- Written exercise -
Write out the whole listing exactly as it stands.

- Location labeling records -
■ ■ ■ ■ ■ ■ ■

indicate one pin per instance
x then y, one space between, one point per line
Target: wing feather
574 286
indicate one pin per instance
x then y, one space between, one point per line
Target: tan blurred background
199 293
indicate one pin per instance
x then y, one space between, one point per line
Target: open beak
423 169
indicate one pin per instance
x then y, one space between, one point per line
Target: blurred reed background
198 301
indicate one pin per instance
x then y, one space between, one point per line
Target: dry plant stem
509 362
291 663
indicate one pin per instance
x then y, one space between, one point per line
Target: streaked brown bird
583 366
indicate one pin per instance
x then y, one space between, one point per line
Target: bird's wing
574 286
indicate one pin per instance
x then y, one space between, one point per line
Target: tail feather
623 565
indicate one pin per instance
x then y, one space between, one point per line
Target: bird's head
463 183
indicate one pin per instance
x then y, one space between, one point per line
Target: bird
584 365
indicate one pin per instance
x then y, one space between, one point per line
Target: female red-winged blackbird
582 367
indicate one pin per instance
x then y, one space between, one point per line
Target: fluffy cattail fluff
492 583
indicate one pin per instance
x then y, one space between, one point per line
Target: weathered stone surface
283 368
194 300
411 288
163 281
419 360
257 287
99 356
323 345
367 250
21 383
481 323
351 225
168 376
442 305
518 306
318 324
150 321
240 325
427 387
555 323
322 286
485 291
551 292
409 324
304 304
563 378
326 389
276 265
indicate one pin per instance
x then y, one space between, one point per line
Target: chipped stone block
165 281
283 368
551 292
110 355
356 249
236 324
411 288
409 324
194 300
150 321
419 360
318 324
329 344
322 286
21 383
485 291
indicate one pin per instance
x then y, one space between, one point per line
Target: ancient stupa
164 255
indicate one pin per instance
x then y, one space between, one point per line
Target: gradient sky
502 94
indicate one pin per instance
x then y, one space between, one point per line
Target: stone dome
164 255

■ ■ ■ ■ ■ ■ ■

- Correct answer -
indicate one pin per instance
x then y, one space between, one point per line
Target: wing feather
574 286
indicate one pin per instance
x then y, one space between, one point per line
Target: tan blurred background
199 293
indicate one pin per instance
x then y, one space between, one point per line
Target: open beak
423 169
indicate one pin per instance
x then y, one space between, one point per line
Target: blurred reed background
198 301
indicate one pin per instance
x then y, one space between, one point per line
Target: dry plant stem
509 362
291 663
indicate one pin per instance
x then y, one space between, one point per line
Target: streaked brown bird
583 366
indicate one pin per instance
x then y, one space between, one point per line
Target: bird's wing
574 286
indicate one pin per instance
x then y, one space between, one point per line
Target: tail feather
623 565
indicate one pin per instance
x then y, one space between, one point per line
Target: bird's head
463 183
indicate one pin per instance
x then y, one space between, one point per line
Target: bird
584 365
indicate one pin per instance
x then y, one space between, one point per line
Target: female red-winged blackbird
582 367
indicate one pin per instance
x then y, one space between, one point per line
Target: fluffy cattail fluff
492 583
indicate one pin per instance
x then y, one space between, one point per line
Target: weathered stone surface
283 368
194 300
411 288
163 281
419 360
257 287
99 356
323 345
367 250
21 383
481 323
351 225
168 376
442 305
518 306
318 324
150 321
240 325
427 387
555 323
322 286
485 291
551 292
409 324
304 304
563 378
326 389
276 265
indicate one pin per instance
x then y, one space between, one point per line
Target: chipped stone block
165 281
283 368
551 292
110 355
356 249
236 324
411 288
409 324
194 300
150 321
419 360
318 324
329 344
322 286
21 383
485 291
indicate one pin per instance
x then y, one space between, one point per line
Target: ancient stupa
164 255
indicate one pin per instance
x then y, one space between, one point per line
Target: gradient sky
502 94
indicate one pin per instance
x then y, one space between, one point per line
Target: stone dome
164 255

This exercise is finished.